## Aim
Only the lines starting at the one that contains "# point at: white rectangular" and running to the end should be repeated, exactly as written.

━━━ Records

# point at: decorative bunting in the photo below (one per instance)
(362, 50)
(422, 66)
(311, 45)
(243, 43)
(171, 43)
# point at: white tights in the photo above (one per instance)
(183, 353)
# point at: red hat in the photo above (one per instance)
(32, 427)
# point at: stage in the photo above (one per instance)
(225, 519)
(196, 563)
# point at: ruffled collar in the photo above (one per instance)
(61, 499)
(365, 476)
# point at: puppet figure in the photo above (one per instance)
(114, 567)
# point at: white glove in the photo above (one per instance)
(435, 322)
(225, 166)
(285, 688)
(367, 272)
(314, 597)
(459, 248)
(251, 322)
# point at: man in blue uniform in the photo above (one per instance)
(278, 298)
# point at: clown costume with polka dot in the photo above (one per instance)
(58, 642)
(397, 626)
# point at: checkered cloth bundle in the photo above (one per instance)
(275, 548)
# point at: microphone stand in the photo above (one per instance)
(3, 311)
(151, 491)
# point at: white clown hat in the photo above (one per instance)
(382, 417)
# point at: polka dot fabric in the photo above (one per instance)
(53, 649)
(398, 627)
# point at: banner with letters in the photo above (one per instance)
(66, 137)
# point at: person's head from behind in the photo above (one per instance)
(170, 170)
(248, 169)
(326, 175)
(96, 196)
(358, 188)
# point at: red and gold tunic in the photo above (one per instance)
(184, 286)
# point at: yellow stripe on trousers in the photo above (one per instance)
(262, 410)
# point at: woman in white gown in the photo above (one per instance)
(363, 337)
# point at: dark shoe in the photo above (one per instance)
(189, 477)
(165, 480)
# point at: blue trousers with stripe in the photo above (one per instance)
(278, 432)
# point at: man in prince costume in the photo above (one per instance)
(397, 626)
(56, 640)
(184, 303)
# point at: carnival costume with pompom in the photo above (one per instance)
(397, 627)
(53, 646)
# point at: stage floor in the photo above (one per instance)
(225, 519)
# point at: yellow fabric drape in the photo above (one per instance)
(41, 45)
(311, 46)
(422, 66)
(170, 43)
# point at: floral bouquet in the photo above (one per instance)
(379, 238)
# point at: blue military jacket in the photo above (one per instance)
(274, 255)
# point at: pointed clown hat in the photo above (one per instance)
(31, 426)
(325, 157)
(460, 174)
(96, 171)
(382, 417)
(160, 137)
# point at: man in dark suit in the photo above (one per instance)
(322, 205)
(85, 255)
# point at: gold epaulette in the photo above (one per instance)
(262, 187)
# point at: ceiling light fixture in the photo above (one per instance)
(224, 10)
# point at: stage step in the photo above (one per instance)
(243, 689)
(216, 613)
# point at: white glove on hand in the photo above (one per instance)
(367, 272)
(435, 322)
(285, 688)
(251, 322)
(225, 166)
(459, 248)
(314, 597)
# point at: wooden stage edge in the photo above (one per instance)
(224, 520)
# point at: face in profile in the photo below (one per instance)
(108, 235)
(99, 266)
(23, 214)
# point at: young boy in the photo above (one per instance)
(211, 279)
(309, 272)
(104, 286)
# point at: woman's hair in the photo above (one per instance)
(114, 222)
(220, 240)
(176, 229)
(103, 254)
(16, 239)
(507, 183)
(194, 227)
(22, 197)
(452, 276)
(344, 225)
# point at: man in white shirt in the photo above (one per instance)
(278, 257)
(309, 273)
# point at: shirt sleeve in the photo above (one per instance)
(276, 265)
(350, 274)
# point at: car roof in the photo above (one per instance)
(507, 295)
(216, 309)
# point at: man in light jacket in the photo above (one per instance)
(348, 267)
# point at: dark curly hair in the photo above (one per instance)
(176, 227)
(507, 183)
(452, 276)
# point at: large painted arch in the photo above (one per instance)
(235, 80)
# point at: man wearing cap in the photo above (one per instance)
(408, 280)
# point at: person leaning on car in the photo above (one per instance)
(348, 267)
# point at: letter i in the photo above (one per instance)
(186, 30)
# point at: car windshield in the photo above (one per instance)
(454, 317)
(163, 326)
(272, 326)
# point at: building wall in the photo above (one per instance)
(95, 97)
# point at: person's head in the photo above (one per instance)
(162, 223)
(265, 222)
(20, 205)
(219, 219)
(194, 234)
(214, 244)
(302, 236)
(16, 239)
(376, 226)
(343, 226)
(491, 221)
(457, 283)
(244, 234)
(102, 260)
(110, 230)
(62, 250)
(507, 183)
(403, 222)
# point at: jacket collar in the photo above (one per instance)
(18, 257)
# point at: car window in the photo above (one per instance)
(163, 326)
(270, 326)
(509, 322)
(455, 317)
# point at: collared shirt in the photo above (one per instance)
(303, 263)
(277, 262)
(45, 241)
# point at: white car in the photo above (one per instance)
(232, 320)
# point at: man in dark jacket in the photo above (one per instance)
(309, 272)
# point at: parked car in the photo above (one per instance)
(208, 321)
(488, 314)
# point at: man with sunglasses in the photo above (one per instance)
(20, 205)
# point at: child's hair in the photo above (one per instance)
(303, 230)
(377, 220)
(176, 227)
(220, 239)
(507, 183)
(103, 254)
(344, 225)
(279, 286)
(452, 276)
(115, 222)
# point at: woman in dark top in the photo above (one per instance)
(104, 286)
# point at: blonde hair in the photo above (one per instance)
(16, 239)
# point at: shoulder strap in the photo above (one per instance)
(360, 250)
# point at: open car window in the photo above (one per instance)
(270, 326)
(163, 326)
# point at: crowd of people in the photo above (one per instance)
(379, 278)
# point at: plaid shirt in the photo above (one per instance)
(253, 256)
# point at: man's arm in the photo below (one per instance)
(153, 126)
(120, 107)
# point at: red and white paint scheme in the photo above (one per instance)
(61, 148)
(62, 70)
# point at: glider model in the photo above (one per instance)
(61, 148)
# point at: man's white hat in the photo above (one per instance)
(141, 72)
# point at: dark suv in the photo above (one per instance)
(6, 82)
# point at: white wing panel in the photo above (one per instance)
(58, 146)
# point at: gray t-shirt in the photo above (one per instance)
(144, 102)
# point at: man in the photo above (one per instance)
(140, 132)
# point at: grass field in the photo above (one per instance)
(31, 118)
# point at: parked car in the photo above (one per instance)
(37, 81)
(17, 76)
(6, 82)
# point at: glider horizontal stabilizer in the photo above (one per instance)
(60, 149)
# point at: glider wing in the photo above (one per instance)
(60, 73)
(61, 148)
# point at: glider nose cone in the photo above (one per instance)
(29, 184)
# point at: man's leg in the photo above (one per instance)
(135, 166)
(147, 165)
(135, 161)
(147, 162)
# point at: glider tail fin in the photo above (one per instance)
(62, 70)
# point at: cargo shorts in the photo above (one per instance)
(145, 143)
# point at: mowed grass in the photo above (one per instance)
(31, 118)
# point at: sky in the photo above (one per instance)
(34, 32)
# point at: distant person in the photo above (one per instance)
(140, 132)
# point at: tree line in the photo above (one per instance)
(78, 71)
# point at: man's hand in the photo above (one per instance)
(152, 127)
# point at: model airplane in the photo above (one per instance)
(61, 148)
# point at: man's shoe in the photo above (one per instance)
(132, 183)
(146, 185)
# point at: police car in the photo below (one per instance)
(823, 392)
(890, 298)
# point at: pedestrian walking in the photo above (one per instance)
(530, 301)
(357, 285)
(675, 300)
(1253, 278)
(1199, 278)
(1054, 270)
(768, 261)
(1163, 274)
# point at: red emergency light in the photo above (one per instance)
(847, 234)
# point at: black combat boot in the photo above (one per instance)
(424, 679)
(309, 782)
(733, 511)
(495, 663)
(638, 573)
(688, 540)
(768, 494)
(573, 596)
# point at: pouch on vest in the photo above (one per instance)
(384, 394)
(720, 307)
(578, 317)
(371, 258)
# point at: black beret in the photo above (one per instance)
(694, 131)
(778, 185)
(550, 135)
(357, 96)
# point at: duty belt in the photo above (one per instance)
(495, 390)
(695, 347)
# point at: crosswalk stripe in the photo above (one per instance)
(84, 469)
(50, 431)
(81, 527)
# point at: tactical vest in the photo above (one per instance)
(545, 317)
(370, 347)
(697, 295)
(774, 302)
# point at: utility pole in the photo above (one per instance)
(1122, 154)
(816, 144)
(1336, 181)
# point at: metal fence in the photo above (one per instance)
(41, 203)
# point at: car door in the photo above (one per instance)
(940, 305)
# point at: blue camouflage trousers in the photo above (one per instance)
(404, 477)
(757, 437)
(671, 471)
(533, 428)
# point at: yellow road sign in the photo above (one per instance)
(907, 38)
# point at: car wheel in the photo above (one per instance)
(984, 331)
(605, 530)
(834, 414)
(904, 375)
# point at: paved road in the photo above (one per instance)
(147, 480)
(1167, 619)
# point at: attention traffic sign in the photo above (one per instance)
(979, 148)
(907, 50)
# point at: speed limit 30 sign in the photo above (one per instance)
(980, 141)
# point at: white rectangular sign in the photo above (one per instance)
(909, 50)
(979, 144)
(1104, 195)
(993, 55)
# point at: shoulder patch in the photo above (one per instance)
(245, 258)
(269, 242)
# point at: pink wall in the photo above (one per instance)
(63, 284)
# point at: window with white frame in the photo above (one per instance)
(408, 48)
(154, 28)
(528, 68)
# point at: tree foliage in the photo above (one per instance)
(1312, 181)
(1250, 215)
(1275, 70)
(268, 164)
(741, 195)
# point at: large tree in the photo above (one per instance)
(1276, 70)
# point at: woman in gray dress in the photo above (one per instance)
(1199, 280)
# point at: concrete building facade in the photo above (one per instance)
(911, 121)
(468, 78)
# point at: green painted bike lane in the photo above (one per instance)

━━━━━━

## Result for this exercise
# point at: white rectangular sign in the photo above (one per instance)
(909, 50)
(979, 144)
(1104, 195)
(993, 55)
# point at: shoulder patch in the photo above (one per instance)
(245, 258)
(269, 242)
# point at: pink wall in the photo above (one per instance)
(63, 284)
# point at: window with white frame in the photo above (one per instance)
(408, 48)
(154, 28)
(528, 68)
# point at: tree foliage in the photo above (one per instance)
(1312, 181)
(1250, 215)
(1275, 70)
(268, 164)
(741, 195)
# point at: large tree in the photo above (one per instance)
(1276, 70)
# point at: woman in gray dress in the photo above (one per instance)
(1199, 280)
# point at: concrete building facade in the photo above (one per instance)
(911, 121)
(468, 78)
# point at: green painted bike lane in the photo above (one per instance)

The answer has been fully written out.